Alan Schorr’s Employment Case of The Week ending May 9, 2014

Jones v. City of Boston, 2014 U.S. App. LEXIS 8560 (1st Cir., May 7, 2014)

Mark Twain was once famously quoted as saying, “There are three kinds of lies: lies, damned lies, and statistics.” That quote was referenced in the First Circuit’s decision in Jones v. City of Boston. In this case, the Appellate Court reversed summary in a disparate impact case, finding that a 1% difference in hair follicle drug testing created a disparate impact between black and white police applicants. Because of the way statistics were used to create a finding of disparate impact where such a seemingly small differential existed makes this case very notable and worth storing away. The opinion uses the terms “white” and “black” to differentiate the races, and I will do the same in analyzing the case.

A very small percentage of officers and cadets, either white or black, tested positive for cocaine during the period covered by this lawsuit. Of those who did test positive, however, there were more black employees than white employees even though over two-thirds of the officers and cadets tested were white. As an example, in 2003, an average year during the period: 6 of 529 black officers and cadets tested positive, or 1.1% of that group, while 3 of 1260 white officers and cadets tested positive, or 0.2% of that group. While the difference is less than 1%, the statisticians established that the failure rate for blacks was more than 5 times that of whites. Calculating the standard deviations, the statistics looked like this:

Year # Tested / # Positive Standard Deviation

Black White

1999 521/15 1491/10 3.43

2000 537/4 1467/3 1.35

2001 530/3 1404/3 0.81

2002 532/15 1375/4 4.41

2003 529/6 1260/3 2.01

2004 522/4 1260/4 1.92

2005 529/3 1289/1 1.43

2006 522/5 1289/2 1.95

Total 4222/55 10,835/30 7.14

In analyzing this chart, the Court stated:

This evidence does not establish that the differences in outcomes were large. It shows, instead, the extent to which we can be confident that the differences in outcomes, whether large or small, were not random. To the extent the facts make it appropriate to consider the eight-year aggregate data as a single sample, we can be almost certain that the difference in outcomes associated with race over that period cannot be attributed to chance alone. Nor can randomness be viewed as other than a very unlikely explanation for results in at least three of the years viewed in isolation.

◆ **Dataset extract**:
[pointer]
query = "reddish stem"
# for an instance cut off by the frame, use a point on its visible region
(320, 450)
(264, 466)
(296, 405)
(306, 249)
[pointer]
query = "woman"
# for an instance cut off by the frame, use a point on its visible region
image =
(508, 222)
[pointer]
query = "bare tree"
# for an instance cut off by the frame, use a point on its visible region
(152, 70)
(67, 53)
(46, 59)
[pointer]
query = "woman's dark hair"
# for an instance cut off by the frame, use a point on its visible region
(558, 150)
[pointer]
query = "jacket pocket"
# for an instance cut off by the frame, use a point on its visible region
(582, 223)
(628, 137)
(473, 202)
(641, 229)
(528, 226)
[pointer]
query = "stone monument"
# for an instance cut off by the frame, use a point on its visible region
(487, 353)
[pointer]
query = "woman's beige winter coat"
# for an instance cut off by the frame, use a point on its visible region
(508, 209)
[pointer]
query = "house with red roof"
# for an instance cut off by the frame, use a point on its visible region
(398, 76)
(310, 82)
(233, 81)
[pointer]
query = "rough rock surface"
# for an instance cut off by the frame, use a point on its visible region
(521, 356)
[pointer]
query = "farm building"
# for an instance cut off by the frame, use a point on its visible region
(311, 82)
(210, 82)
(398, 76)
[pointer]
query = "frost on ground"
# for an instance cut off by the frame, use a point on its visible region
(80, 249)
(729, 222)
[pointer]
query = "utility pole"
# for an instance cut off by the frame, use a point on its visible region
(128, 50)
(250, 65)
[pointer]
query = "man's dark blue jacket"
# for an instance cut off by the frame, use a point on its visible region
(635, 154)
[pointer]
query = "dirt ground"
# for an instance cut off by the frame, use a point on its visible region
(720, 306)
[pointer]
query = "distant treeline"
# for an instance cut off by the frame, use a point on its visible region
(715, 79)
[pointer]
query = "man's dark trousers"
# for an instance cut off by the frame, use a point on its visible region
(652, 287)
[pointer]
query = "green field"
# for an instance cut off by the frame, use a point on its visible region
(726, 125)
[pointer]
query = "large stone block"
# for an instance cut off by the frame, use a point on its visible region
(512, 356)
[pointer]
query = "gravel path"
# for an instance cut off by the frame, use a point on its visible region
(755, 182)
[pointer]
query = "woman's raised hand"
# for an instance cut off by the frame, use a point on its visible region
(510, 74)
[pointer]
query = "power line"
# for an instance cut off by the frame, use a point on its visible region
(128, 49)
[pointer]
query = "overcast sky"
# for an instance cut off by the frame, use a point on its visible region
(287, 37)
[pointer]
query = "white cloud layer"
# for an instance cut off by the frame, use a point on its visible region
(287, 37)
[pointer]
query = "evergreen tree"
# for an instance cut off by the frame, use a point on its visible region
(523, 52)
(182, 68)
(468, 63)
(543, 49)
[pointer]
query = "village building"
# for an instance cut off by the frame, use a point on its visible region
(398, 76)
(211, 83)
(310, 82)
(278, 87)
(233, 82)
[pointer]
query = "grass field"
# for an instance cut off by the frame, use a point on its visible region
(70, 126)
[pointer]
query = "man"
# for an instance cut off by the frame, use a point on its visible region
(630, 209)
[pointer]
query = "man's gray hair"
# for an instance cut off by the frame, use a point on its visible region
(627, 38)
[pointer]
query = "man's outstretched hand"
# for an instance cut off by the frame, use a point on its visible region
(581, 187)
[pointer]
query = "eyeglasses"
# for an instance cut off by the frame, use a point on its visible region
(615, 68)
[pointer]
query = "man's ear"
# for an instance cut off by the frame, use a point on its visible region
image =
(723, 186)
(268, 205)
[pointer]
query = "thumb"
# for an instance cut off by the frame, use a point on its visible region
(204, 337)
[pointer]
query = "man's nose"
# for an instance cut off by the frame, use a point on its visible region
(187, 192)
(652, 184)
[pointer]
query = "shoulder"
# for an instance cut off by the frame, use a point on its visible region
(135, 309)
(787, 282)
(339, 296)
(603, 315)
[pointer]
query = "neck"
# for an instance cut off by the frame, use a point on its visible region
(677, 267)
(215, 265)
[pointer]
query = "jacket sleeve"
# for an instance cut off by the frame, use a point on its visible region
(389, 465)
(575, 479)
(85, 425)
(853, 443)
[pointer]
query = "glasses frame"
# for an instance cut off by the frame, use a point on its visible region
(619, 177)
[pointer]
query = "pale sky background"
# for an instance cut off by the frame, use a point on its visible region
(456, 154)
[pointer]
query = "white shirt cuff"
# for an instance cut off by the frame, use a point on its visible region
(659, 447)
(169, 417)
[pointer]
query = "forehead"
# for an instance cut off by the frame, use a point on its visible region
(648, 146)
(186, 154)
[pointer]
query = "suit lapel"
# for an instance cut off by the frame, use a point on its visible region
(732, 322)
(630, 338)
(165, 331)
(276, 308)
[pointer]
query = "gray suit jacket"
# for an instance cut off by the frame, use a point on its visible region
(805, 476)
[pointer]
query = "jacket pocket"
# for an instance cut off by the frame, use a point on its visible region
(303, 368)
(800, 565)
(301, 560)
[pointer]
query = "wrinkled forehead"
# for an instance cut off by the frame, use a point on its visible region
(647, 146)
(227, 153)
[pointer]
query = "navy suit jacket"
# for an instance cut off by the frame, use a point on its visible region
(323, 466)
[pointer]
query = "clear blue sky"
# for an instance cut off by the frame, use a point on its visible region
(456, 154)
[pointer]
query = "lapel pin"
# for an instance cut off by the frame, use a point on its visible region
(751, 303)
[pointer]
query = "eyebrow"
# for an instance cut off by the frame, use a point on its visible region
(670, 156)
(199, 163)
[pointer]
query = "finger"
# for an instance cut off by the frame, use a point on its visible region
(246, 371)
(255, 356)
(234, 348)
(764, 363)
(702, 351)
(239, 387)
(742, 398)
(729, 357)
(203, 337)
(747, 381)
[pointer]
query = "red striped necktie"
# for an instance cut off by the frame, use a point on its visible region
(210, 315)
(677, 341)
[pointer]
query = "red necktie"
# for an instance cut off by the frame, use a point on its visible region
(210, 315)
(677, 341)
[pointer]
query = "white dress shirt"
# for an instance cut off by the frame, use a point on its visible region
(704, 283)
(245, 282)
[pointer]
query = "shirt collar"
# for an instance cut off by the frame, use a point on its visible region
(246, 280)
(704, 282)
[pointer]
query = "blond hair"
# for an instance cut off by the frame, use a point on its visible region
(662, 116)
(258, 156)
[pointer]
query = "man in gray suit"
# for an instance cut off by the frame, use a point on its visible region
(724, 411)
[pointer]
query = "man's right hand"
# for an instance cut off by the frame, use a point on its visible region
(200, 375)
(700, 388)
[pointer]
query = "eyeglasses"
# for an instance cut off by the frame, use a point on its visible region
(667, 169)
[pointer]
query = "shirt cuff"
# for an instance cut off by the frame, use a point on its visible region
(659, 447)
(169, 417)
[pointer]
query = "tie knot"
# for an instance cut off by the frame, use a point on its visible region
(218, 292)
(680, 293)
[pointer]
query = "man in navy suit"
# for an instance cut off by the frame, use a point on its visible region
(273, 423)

◆ **Your tasks**:
A – According to the case summary, what share of the white officers and cadets tested positive for cocaine in 2003?
B – Please state how many lines of the records contain the string "cuff", with letter case counting. Give only the number.
The records are unrelated to the case summary.

◆ **Solutions to the exercise**:
A – 0.2% (3 of 1260).

B – 2